- _WRITTEN REQUEST 1_
From the Plane_3 reference text below, list every kind of object other than a point (a Kernel::RT coefficient doesn't count) that one of its constructors takes as a parameter to build the plane.

- _TEXT EXCERPT_
===============

An object h of the data type Plane_3 is an oriented plane in the three-dimensional Euclidean space \( \E^3\).

It is defined by the set of points with Cartesian coordinates \( (x,y,z)\) that satisfy the plane equation

\[h :\; a\, x +b\, y +c\, z + d = 0.\]

The plane splits \( \E^3\) in a positive and a negative side. A point p with Cartesian coordinates \( (px, py, pz)\) is on the positive side of h, iff \( a\, px +b\, py +c\, pz + d > 0\). It is on the negative side, iff \( a\, px +b\, py\, +c\, pz + d < 0\).

See Also
Kernel::Plane_3

Creation

 Plane_3 (const Kernel::RT &a, const Kernel::RT &b, const Kernel::RT &c, const Kernel::RT &d)
 creates a plane h defined by the equation \( a\, px +b\, py +c\, pz + d = 0\). More...
 
 Plane_3 (const Point_3< Kernel > &p, const Point_3< Kernel > &q, const Point_3< Kernel > &r)
 creates a plane h passing through the points p, q and r. More...
 
 Plane_3 (const Point_3< Kernel > &p, const Vector_3< Kernel > &v)
 introduces a plane h that passes through point p and that is orthogonal to v.
 
 Plane_3 (const Point_3< Kernel > &p, const Direction_3< Kernel > &d)
 introduces a plane h that passes through point p and that has as an orthogonal direction equal to d.
 
 Plane_3 (const Line_3< Kernel > &l, const Point_3< Kernel > &p)
 introduces a plane h that is defined through the three points l.point(0), l.point(1) and p.
 
 Plane_3 (const Ray_3< Kernel > &r, const Point_3< Kernel > &p)
 introduces a plane h that is defined through the three points r.point(0), r.point(1) and p.
 
 Plane_3 (const Segment_3< Kernel > &s, const Point_3< Kernel > &p)
 introduces a plane h that is defined through the three points s.source(), s.target() and p.
 
 Plane_3 (const Circle_3< Kernel > &c)
 introduces a plane h that is defined as the plane containing the circle.
 

Operations

bool operator== (const Plane_3< Kernel > &h2) const
 Test for equality: two planes are equal, iff they have a non empty intersection and the same orientation.
 
bool operator!= (const Plane_3< Kernel > &h2) const
 Test for inequality.
 
Kernel::RT a () const
 returns the first coefficient of h.
 
Kernel::RT b () const
 returns the second coefficient of h.
 
Kernel::RT c () const
 returns the third coefficient of h.
 
Kernel::RT d () const
 returns the fourth coefficient of h.
 
Line_3< Kernelperpendicular_line (const Point_3< Kernel > &p) const
 returns the line that is perpendicular to h and that passes through point p. More...
 
Point_3< Kernelprojection (const Point_3< Kernel > &p) const
 returns the orthogonal projection of p on h.
 
Plane_3< Kernelopposite () const
 returns the plane with opposite orientation.
 
Point_3< Kernelpoint () const
 returns an arbitrary point on h.

===============

- _INPUT FOR THIS TASK_
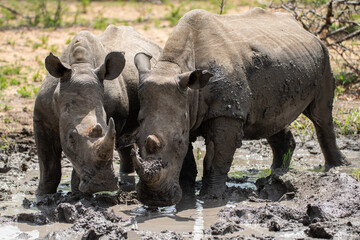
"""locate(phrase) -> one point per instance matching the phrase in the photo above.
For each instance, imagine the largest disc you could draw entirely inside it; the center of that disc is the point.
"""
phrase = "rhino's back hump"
(267, 67)
(230, 37)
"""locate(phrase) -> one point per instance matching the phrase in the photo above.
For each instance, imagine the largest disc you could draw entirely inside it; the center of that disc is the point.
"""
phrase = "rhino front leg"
(49, 154)
(188, 171)
(223, 136)
(283, 146)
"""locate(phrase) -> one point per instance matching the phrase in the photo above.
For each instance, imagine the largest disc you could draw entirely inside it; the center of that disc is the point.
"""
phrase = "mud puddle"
(292, 205)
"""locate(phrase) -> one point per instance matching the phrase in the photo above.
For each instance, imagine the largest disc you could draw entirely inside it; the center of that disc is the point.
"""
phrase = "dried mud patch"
(310, 204)
(90, 216)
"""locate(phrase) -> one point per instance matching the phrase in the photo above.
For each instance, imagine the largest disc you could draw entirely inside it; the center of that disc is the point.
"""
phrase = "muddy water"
(193, 217)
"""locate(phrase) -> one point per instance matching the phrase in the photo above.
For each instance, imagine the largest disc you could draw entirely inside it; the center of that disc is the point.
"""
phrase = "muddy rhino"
(229, 78)
(82, 92)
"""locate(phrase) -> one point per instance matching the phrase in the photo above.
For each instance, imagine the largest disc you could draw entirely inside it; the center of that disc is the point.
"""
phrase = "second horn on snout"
(152, 144)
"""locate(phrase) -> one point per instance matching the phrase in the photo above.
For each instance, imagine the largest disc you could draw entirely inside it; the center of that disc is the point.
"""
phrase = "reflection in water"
(199, 221)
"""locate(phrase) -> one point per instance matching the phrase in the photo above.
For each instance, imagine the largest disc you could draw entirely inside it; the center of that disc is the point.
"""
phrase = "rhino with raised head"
(82, 92)
(229, 78)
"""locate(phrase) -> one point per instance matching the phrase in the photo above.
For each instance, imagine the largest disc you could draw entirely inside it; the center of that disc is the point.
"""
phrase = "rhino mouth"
(154, 188)
(101, 180)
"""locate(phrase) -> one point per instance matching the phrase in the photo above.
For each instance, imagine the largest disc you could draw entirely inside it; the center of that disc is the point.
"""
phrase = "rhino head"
(163, 135)
(86, 139)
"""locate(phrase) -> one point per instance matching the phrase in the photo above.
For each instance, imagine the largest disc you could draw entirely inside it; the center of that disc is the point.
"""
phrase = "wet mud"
(301, 203)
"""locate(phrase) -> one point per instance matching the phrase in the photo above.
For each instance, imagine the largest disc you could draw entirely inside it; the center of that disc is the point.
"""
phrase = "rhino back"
(267, 68)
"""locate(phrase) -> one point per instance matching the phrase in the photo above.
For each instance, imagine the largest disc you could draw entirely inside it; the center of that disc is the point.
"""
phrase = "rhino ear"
(142, 62)
(112, 67)
(196, 79)
(55, 67)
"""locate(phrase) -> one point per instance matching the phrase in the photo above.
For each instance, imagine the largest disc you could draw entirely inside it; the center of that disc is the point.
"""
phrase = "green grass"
(356, 175)
(10, 75)
(252, 176)
(286, 163)
(100, 23)
(25, 92)
(175, 14)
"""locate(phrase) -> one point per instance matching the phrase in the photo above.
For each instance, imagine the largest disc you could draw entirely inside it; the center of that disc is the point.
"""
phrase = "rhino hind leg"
(320, 113)
(188, 172)
(222, 137)
(325, 133)
(75, 182)
(49, 153)
(283, 146)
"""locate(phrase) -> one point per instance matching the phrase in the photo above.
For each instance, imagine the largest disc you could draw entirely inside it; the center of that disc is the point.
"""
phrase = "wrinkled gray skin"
(82, 92)
(229, 78)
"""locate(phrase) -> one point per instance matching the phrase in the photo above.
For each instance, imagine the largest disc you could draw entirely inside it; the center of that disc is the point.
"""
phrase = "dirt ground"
(303, 203)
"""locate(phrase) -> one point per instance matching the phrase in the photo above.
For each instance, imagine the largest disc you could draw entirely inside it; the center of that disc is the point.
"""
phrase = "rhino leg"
(75, 182)
(320, 113)
(188, 172)
(283, 146)
(223, 136)
(126, 164)
(49, 153)
(323, 122)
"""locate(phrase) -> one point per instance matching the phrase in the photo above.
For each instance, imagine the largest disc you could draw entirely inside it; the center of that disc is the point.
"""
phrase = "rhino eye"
(73, 136)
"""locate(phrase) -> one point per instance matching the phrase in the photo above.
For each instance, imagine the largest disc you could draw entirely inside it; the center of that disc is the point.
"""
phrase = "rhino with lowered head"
(82, 92)
(229, 78)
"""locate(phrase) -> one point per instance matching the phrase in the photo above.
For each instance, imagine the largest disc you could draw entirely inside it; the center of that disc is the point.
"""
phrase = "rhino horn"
(96, 131)
(152, 144)
(148, 171)
(105, 145)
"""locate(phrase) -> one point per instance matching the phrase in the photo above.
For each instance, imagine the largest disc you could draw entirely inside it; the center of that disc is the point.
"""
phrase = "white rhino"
(229, 78)
(84, 90)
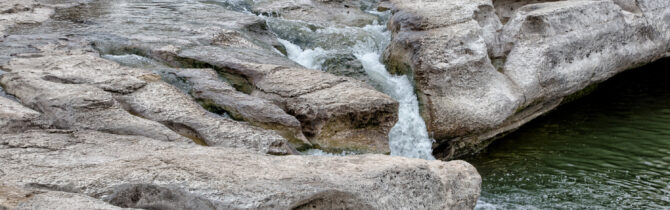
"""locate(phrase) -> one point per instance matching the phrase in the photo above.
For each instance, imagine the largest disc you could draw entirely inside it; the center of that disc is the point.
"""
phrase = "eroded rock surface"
(327, 12)
(13, 12)
(477, 78)
(214, 94)
(78, 90)
(119, 170)
(15, 117)
(336, 113)
(241, 48)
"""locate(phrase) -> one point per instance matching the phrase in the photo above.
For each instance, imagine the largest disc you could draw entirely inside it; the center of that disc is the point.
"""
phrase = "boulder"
(120, 170)
(477, 79)
(336, 113)
(343, 12)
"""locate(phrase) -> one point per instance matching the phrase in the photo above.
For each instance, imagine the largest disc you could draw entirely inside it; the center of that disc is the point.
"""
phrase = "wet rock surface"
(491, 78)
(119, 170)
(78, 90)
(92, 119)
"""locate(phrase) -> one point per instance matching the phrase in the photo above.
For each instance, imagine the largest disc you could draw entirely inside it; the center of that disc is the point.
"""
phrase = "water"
(409, 136)
(610, 150)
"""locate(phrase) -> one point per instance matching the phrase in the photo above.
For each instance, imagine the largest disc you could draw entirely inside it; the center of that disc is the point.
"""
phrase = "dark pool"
(608, 150)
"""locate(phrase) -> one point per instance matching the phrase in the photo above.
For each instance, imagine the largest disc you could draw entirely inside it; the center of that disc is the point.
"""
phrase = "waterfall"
(408, 137)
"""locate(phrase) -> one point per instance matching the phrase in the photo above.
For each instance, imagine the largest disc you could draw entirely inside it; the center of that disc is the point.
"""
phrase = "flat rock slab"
(483, 68)
(79, 90)
(134, 171)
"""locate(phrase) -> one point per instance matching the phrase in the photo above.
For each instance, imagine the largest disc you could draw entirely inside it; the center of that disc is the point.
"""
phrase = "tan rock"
(133, 171)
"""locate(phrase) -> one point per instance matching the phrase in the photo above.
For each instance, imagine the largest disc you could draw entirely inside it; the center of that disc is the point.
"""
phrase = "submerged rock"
(119, 170)
(477, 78)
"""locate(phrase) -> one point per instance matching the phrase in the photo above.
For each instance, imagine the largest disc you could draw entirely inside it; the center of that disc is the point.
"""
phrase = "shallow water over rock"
(609, 150)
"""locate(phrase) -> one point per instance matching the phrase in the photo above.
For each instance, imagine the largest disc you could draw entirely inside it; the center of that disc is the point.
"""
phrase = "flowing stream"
(609, 150)
(409, 137)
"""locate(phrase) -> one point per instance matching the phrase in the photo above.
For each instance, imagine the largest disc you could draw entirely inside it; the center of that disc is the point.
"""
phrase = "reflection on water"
(609, 150)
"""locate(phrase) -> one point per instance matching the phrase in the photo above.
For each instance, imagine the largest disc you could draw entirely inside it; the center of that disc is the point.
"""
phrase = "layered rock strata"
(81, 167)
(477, 78)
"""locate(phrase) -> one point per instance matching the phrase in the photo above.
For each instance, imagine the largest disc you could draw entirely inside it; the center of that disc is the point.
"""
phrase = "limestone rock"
(214, 94)
(76, 90)
(19, 198)
(13, 12)
(444, 46)
(15, 117)
(347, 12)
(336, 113)
(119, 170)
(160, 102)
(477, 79)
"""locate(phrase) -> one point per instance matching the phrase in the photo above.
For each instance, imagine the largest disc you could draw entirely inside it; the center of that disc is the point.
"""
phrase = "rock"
(76, 90)
(14, 12)
(119, 170)
(216, 95)
(477, 79)
(14, 117)
(343, 12)
(27, 199)
(442, 45)
(160, 102)
(337, 113)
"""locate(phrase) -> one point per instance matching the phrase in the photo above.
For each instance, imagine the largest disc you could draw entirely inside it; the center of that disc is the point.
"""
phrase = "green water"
(609, 150)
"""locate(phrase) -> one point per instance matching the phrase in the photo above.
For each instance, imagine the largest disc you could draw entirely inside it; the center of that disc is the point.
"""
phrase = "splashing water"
(310, 58)
(409, 137)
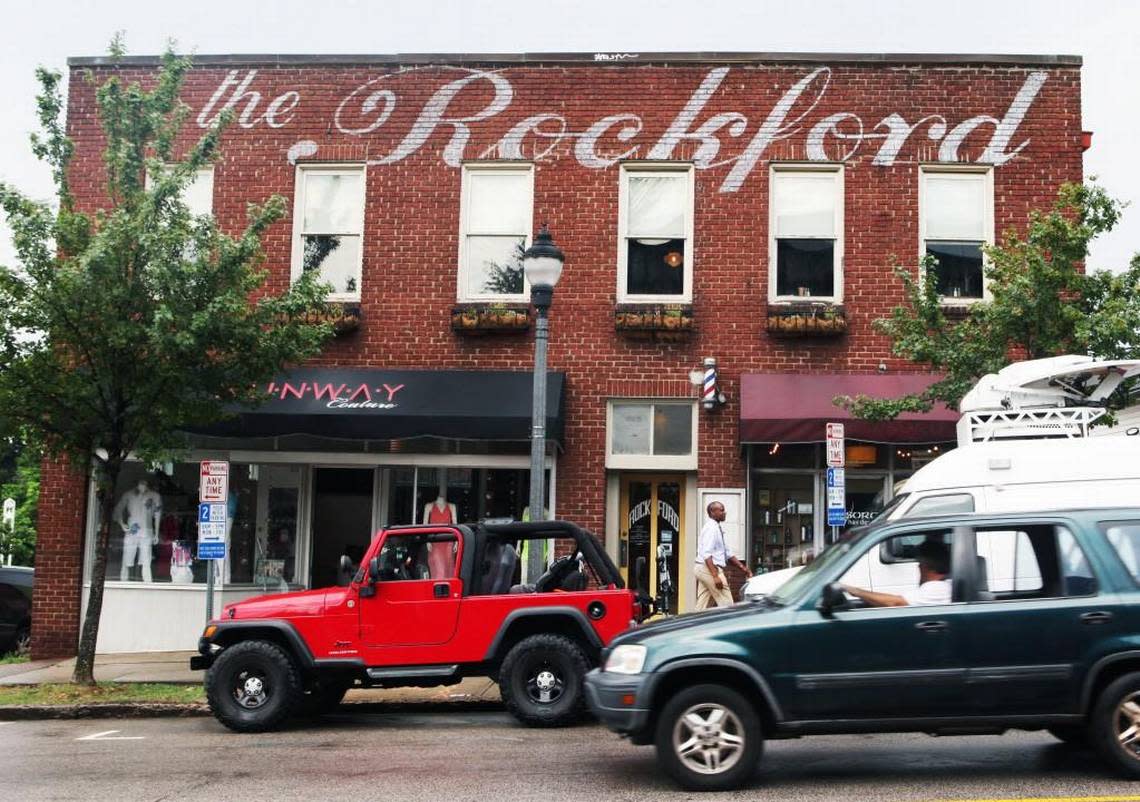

===============

- _WRITTEN REQUEST 2_
Collect every line of the listing above that contains the string "head".

- _FULL ANSWER 1_
Vector_3, Direction_3, Line_3, Ray_3, Segment_3, Circle_3

- _FULL ANSWER 2_
phrase = "rhino with raised head"
phrase = "rhino head"
phrase = "rhino with lowered head"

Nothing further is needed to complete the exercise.